## What to work on
Reproduce word for word everything in the passage on theodicy from "Anti-theodicy seems to" down to "a successful theodicy.".

## Document segment
Furthermore, the theodicist might point out that the anti-theodicist does not
take her own advice seriously. If theodicists are to be characterized as comfortably
detached academics, aloof from the real needs of sufferers of horrendous evils,
then anti-theodicists are no less comfortable, detached academics with the leisure
to write at length about the immorality of theodicy. The anti-theodicist makes loud
demands to give suffering its due weight, but it is a demand which she herself
could never fulfil.
Conclusion: moral demands in conflict
Having considered these objections and counter-objections to the
detachment which theoretical theodicy entails, we are faced with conflicting
moral demands.
Anti-theodicy seems to rest on the moral rule that one should not trivialize evils
but give the sufferer’s experience due weight, and also that one should not seek
one’s own existential comfort without regard for the consequences such
theoretical theodicy has for those undergoing suffering. The anti-theodicist calls
us not to be selfish but to practise empathy.
The theodicist, in a charitable reading of her motives, practises the virtue of
intellectual rigour in seeking to understand what God’s reasons might be,
believing him to have reasons for his actions. Furthermore, if the theodicist
believes that theodicies will help people, then she is also morally motivated to find
a successful theodicy.

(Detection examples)
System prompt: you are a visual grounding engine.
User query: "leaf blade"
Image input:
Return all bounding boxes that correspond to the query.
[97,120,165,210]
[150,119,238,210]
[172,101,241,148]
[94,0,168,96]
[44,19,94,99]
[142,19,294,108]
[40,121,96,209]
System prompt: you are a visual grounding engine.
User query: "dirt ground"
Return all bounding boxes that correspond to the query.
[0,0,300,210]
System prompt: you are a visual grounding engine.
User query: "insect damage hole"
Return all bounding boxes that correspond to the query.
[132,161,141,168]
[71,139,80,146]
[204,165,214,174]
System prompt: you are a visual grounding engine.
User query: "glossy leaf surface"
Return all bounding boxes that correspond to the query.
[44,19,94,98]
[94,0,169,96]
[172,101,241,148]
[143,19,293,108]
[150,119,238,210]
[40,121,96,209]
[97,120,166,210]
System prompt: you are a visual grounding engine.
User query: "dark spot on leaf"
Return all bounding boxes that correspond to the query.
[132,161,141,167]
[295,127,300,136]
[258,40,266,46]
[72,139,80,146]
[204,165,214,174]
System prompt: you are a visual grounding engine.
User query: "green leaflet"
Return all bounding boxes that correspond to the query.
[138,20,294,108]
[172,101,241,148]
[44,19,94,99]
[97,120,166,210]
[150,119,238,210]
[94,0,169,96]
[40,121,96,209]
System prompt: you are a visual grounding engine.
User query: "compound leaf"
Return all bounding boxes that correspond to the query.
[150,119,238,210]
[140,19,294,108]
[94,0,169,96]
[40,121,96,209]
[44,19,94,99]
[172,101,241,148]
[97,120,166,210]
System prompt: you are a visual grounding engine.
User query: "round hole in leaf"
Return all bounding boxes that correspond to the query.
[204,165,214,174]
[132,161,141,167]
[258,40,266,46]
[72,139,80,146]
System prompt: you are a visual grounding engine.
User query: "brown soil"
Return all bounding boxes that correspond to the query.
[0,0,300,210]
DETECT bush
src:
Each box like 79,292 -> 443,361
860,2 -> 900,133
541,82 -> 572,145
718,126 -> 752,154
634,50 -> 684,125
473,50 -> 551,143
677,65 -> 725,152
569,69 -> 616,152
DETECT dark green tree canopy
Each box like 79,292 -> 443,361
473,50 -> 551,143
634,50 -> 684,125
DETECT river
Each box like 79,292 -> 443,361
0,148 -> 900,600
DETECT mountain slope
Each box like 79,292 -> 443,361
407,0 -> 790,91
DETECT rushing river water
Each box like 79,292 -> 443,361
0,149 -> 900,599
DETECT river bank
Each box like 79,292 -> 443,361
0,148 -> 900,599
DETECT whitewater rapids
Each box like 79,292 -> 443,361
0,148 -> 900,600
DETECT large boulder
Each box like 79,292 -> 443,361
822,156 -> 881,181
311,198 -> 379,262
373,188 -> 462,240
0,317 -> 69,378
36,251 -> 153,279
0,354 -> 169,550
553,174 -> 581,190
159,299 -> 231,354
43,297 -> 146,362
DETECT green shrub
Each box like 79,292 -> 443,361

## Solved problem
Anti-theodicy seems to rest on the moral rule that one should not trivialize evils
but give the sufferer’s experience due weight, and also that one should not seek
one’s own existential comfort without regard for the consequences such
theoretical theodicy has for those undergoing suffering. The anti-theodicist calls
us not to be selfish but to practise empathy.
The theodicist, in a charitable reading of her motives, practises the virtue of
intellectual rigour in seeking to understand what God’s reasons might be,
believing him to have reasons for his actions. Furthermore, if the theodicist
believes that theodicies will help people, then she is also morally motivated to find
a successful theodicy.